Task to carry out: What you give must be exactly the lines of the material from the first through the line that contains "locate: leather belt | one point per instance", inclusive, and no others.
::::::::
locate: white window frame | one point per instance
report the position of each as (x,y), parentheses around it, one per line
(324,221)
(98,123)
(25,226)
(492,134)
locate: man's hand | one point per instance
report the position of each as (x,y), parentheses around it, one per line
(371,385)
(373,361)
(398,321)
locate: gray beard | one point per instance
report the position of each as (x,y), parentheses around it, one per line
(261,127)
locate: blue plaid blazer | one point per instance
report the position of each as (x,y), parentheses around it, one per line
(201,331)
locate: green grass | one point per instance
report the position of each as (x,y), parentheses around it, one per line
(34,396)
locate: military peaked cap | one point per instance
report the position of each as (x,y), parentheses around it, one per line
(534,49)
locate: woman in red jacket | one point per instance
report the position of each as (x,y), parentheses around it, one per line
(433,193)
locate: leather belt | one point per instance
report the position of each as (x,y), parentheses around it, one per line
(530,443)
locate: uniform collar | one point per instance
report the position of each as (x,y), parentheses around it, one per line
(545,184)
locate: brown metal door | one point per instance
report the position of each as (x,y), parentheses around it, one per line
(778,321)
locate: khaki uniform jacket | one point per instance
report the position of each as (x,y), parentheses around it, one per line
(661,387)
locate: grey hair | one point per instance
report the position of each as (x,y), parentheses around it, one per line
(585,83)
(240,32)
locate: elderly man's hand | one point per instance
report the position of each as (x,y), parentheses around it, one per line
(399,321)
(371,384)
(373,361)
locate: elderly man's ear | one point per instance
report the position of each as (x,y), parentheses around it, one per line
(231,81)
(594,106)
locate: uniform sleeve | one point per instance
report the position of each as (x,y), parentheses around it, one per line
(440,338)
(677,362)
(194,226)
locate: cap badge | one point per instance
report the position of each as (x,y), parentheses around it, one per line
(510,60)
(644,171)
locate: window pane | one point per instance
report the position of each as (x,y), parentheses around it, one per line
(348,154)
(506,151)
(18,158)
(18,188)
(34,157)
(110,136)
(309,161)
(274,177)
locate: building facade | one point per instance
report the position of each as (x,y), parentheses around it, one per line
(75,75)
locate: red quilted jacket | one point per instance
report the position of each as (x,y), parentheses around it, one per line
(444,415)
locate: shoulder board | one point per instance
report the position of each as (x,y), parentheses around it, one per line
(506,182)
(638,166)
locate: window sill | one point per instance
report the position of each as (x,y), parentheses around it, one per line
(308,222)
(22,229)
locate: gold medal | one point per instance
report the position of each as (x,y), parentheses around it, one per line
::::::::
Response:
locate: white window frame | one point per instance
report the position of each as (x,y), parentheses around it, one per line
(324,221)
(98,123)
(25,226)
(492,134)
locate: man's hand | one point per instance
report the position of each as (x,y), parentheses around it, one per line
(371,385)
(373,361)
(398,321)
locate: gray beard | one point per instance
report the position of each as (x,y), parentheses around it, one per line
(261,127)
locate: blue plaid blazer | one point per instance
report the position of each as (x,y), parentheses around it, one per line
(201,331)
locate: green grass | one point per instance
report the position of each as (x,y), parentheses around it, one per line
(34,396)
locate: military peaked cap | one point per instance
report the position of each as (x,y), parentheses around it, one per line
(534,49)
locate: woman in red jacket | one point per instance
report the position of each as (x,y), parentheses around it, one per line
(433,193)
locate: leather belt | one point per instance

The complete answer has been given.